Can you rewrite the records below with each "roadway-occupancy count" replaced by "scene inventory", leaving everything else unchanged and omitting the pictures?

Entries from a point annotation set
---------------
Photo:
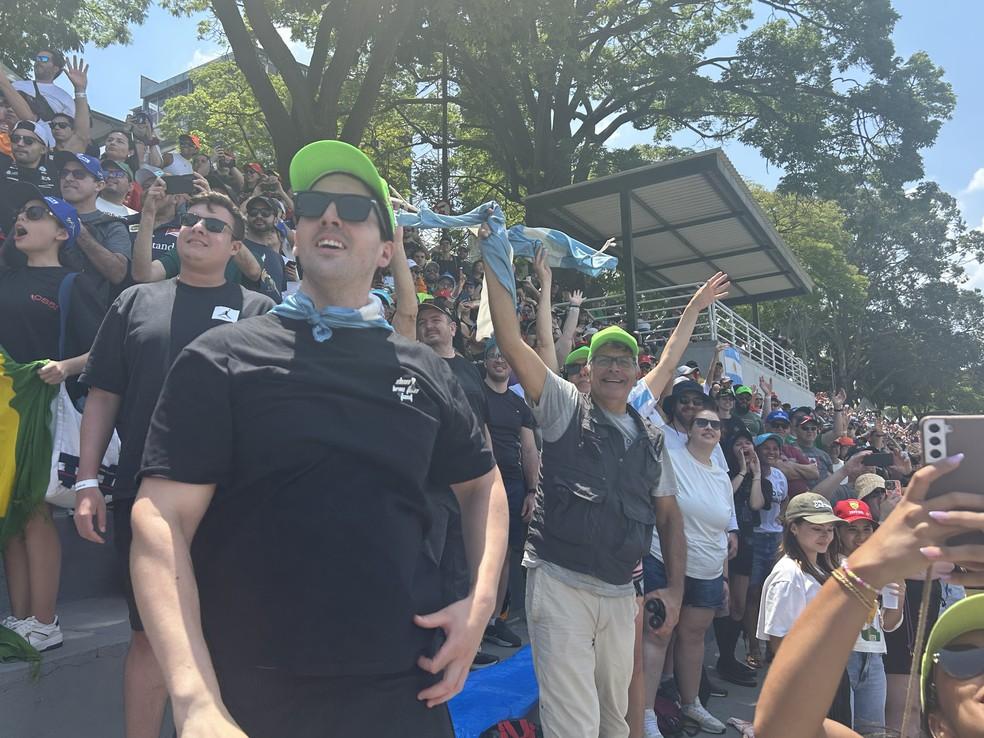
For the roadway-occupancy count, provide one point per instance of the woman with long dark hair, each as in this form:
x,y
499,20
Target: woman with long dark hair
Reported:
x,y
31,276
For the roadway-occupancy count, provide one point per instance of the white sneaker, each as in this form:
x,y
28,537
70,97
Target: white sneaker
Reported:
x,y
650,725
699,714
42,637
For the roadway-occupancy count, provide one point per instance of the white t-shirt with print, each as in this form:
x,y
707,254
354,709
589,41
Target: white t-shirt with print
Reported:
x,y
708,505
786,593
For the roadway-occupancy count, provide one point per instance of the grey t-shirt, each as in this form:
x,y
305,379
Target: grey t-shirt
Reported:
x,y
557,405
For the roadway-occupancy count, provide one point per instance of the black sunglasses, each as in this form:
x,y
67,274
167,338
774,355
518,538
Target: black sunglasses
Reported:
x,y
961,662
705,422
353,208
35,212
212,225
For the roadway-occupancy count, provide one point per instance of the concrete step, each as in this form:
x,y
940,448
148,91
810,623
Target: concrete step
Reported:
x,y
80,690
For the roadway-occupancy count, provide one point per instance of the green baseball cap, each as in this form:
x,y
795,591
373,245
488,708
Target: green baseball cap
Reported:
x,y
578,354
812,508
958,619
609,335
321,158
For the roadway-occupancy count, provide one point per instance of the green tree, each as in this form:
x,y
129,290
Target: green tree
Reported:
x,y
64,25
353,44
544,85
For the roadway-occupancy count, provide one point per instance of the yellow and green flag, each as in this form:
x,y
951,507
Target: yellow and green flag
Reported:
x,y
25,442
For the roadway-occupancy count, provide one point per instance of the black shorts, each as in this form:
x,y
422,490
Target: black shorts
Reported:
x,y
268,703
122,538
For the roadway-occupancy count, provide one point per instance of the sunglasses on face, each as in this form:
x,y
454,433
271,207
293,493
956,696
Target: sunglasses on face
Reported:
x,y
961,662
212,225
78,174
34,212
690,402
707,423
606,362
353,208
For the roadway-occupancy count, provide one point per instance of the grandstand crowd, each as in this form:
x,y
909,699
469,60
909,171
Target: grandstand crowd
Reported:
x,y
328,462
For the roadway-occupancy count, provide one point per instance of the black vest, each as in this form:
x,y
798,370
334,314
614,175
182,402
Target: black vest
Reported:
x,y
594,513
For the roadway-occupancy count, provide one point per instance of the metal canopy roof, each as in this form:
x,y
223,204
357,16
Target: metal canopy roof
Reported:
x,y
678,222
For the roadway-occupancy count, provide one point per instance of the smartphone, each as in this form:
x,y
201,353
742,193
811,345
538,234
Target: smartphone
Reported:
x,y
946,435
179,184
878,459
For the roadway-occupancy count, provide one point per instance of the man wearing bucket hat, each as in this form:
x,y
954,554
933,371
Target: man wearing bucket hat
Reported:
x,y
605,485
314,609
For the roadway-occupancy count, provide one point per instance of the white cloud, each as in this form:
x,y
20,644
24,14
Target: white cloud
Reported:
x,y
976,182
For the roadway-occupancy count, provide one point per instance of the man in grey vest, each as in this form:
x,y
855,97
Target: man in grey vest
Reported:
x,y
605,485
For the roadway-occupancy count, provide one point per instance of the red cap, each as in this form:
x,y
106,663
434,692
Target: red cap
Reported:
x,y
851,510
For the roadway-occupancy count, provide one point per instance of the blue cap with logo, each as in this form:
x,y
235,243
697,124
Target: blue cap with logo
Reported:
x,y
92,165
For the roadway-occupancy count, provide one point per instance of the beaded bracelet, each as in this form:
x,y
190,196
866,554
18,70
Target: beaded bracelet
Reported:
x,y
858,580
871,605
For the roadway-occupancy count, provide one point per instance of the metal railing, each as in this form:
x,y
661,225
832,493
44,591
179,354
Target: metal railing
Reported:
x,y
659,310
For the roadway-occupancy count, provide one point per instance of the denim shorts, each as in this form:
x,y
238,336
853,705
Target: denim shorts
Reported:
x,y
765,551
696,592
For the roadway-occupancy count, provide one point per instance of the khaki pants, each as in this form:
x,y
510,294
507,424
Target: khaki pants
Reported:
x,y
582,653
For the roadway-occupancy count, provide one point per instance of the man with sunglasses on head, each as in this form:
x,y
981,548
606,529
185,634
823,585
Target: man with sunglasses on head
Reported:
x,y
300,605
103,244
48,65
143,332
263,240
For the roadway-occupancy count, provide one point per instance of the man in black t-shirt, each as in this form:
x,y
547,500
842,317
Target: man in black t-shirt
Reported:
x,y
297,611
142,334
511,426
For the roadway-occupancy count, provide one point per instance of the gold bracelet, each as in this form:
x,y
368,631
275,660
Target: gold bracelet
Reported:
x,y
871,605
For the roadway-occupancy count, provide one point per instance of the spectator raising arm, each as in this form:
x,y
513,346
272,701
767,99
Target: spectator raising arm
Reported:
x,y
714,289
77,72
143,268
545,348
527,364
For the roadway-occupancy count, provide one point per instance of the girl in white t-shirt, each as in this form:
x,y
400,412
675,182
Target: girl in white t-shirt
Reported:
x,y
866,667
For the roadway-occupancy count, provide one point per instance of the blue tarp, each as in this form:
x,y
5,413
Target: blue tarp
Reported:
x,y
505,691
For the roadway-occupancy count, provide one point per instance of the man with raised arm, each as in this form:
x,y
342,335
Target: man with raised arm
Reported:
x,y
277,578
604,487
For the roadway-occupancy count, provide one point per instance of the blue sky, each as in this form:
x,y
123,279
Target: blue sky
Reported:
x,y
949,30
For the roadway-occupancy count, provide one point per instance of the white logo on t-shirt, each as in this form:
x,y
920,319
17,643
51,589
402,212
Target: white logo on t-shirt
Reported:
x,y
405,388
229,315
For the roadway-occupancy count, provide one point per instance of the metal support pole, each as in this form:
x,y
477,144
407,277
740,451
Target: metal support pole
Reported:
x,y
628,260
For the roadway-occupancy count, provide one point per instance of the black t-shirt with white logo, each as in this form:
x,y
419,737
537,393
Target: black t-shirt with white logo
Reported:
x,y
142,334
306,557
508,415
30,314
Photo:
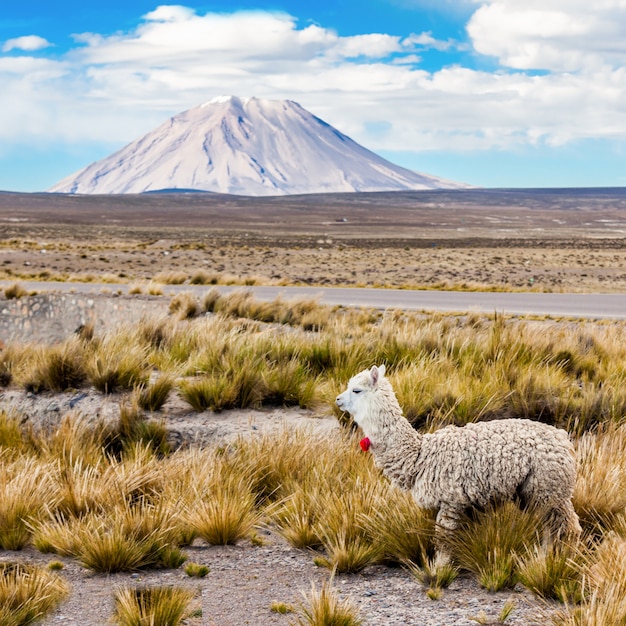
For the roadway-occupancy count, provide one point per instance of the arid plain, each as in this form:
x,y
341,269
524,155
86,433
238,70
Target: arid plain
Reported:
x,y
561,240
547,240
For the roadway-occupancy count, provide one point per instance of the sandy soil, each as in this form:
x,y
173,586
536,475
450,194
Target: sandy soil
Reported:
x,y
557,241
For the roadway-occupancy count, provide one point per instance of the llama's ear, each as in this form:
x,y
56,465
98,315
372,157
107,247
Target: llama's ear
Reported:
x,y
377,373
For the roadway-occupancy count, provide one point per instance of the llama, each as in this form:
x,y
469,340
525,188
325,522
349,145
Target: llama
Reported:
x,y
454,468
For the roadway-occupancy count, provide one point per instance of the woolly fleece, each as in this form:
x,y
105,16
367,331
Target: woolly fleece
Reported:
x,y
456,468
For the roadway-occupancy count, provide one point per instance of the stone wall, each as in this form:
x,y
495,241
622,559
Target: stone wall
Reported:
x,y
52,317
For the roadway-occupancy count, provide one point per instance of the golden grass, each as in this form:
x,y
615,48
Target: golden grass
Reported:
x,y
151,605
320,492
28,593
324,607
---------------
§ The solution:
Photo:
For the scene inventory, provide one point per instance of the woman with long dark hair, each as in this form:
x,y
499,20
Target: woman with long dark hair
Reported:
x,y
31,276
For the scene inventory, provide one point per instance of the white sneaker, each as in this form:
x,y
28,537
70,97
Target: white sneaker
Reported:
x,y
650,725
699,714
42,637
For the scene inventory, provide one point per instance of the white t-shirt with print, each as in this form:
x,y
707,254
354,709
589,41
Target: white t-shirt with print
Reported:
x,y
708,505
786,593
For the scene inventory, provide one point per instance of the grey t-shirt, each as in this form:
x,y
305,379
Target: grey t-shirt
Reported:
x,y
557,405
For the scene inventory, provide one point per instance of the black sunglasses, each as in this form:
x,y
67,274
167,338
774,355
518,538
Target: black sunglasses
Reported:
x,y
961,662
705,422
353,208
35,212
212,225
For the scene inventory, provide one point per instance of the concrete step, each as in this form:
x,y
940,448
148,91
810,623
Target: concrete step
Reported:
x,y
80,690
For the scene inventory, provide one point per instance of the green baseball cap, each as in this form:
x,y
795,591
373,245
488,708
Target: green baseball cap
Reported:
x,y
578,354
812,508
958,619
609,335
321,158
For the scene inventory, provide one point per instance of the green tree, each as in this form:
x,y
129,290
Target: green tree
Reported:
x,y
64,25
353,44
544,85
For the scene inventory, provide one point per instance of the yellow and green flag, each as in this form:
x,y
951,507
Target: yellow and green flag
Reported:
x,y
25,442
For the scene inventory, provide one point per instance of the black shorts, each as in this form:
x,y
422,490
Target: black shorts
Reported:
x,y
268,703
122,538
For the scene inventory, provide one point per instance of the sunglasses on face, each as in this form:
x,y
454,433
271,207
293,493
956,696
Target: sunglasses on face
Reported:
x,y
961,662
212,225
78,174
34,212
690,402
707,423
606,362
353,208
For the scene inventory, provide one point per instance of the grandstand crowd, each as in this form:
x,y
909,699
469,60
909,171
Target: grandstand crowd
Reported:
x,y
328,462
For the scene inventory, provide one point per instance of the black vest, each as in this form:
x,y
798,370
334,314
614,175
182,402
Target: black vest
Reported:
x,y
594,513
For the scene inventory, provide one point per instance of the metal canopy roof, each as in this form:
x,y
223,204
357,16
Target: metal canopy roof
Reported:
x,y
678,222
For the scene inventory, provide one point per instance of the smartphone, each as in this form:
x,y
201,353
742,193
811,345
538,234
Target: smartphone
Reported:
x,y
946,435
179,184
878,459
For the scene inventory, provide one point per instance of the man wearing bucket hat, each as in this form:
x,y
954,554
933,371
Target: man wearing bucket hat
Reported:
x,y
605,485
314,609
For the scene inventory, provide one point per instance of the white cloud, each as in this form:
x,y
20,644
24,14
Target: white cloud
Reported:
x,y
976,182
For the scene inventory, provide one point per instance of the man in grey vest, each as in this form:
x,y
855,97
Target: man in grey vest
Reported:
x,y
605,485
For the scene inventory, provide one point per instance of the red cap, each as in this form:
x,y
106,663
434,692
Target: red cap
Reported:
x,y
851,510
For the scene inventory, provide one point per instance of the blue cap with logo, each as in this form:
x,y
235,243
697,124
Target: blue cap with logo
Reported:
x,y
92,165
For the scene inventory, provide one point per instance of the beaded bracelet, each as in this form:
x,y
190,196
866,554
18,70
Target: beaded bracelet
Reported:
x,y
858,580
871,605
For the scene inventory, provide one point per instance of the metal railing, each as in this form:
x,y
661,225
832,493
44,591
179,354
Target: metal railing
Reported:
x,y
659,310
For the scene inventory, provide one point per instance of the denim shorts, each as in this form:
x,y
238,336
853,705
Target: denim shorts
Reported:
x,y
765,551
696,592
For the scene inventory, provide one point per instance of the khaki pants, each as in this form:
x,y
510,294
507,424
Target: khaki pants
Reported:
x,y
582,653
For the scene inventory, provide one point per instance of the man with sunglasses on head, each as in this form:
x,y
981,548
606,529
185,634
823,585
Target: man with sunglasses on head
Reported:
x,y
300,605
103,244
48,65
143,332
263,240
For the scene inventory, provide one point per instance of the man in black t-shirt, each as in this form:
x,y
547,500
842,317
Target: man in black t-shirt
Reported:
x,y
297,611
142,334
511,426
For the scene inventory, provide one point per instance of the gold bracelet, each as in this form:
x,y
368,631
275,660
Target: gold bracelet
Reported:
x,y
871,605
For the scene inventory, provide one point per instance of the spectator raising arm, each as in this form:
x,y
513,346
272,701
767,99
Target: spectator raising arm
Reported:
x,y
714,289
77,72
143,268
545,348
527,364
For the scene inventory, provide one point per instance of the girl in white t-shirt, each as in this form:
x,y
400,412
675,182
Target: girl in white t-shirt
Reported:
x,y
866,667
For the scene inventory, provide one point per instance of the blue tarp, each as in this form:
x,y
5,413
Target: blue tarp
Reported:
x,y
505,691
For the scene inventory, provide one point per instance of the man with raised arm, each as in this form:
x,y
342,335
Target: man with raised arm
Reported:
x,y
277,578
604,487
For the scene inventory, provide one point per instance of the blue sky, each as in this form:
x,y
123,279
Target: blue sky
Reported:
x,y
949,30
For the scene inventory, provide one point per instance of the white logo on t-shirt, each as in this form:
x,y
920,319
17,643
51,589
402,212
Target: white logo on t-shirt
Reported:
x,y
405,388
229,315
For the scene inventory, provide one point per instance of the metal support pole, each as in this form:
x,y
477,144
407,277
740,451
Target: metal support pole
Reported:
x,y
628,260
For the scene inventory, provide one point per instance of the black t-shirt with white logo, each as in this form:
x,y
419,737
537,393
Target: black t-shirt with white logo
Reported:
x,y
142,334
306,557
508,415
30,314
Photo:
For the scene inventory, provide one point per instance of the arid plain, each as in this form:
x,y
341,269
524,155
86,433
238,70
Target: arid plain
Reported:
x,y
561,240
547,240
For the scene inventory, provide one point per instance of the sandy soil, each as in this form:
x,y
173,586
536,475
450,194
Target: sandy soil
Reported:
x,y
557,241
For the scene inventory, provide one point per instance of the llama's ear, each as in this form:
x,y
56,465
98,315
372,157
107,247
Target: llama's ear
Reported:
x,y
377,373
For the scene inventory, provide one point per instance of the llama, each as in this form:
x,y
469,340
525,188
325,522
349,145
Target: llama
Reported:
x,y
454,468
For the scene inventory, provide one point per instance of the woolly fleece, each as in this form:
x,y
105,16
367,331
Target: woolly fleece
Reported:
x,y
456,468
For the scene inventory, provide one point per instance of the stone wall, each as in this form:
x,y
495,241
622,559
Target: stone wall
Reported:
x,y
52,317
For the scene inventory, provide one point per instance of the golden grass, each as in this form:
x,y
615,48
Target: golden grass
Reported:
x,y
151,605
320,492
28,593
324,607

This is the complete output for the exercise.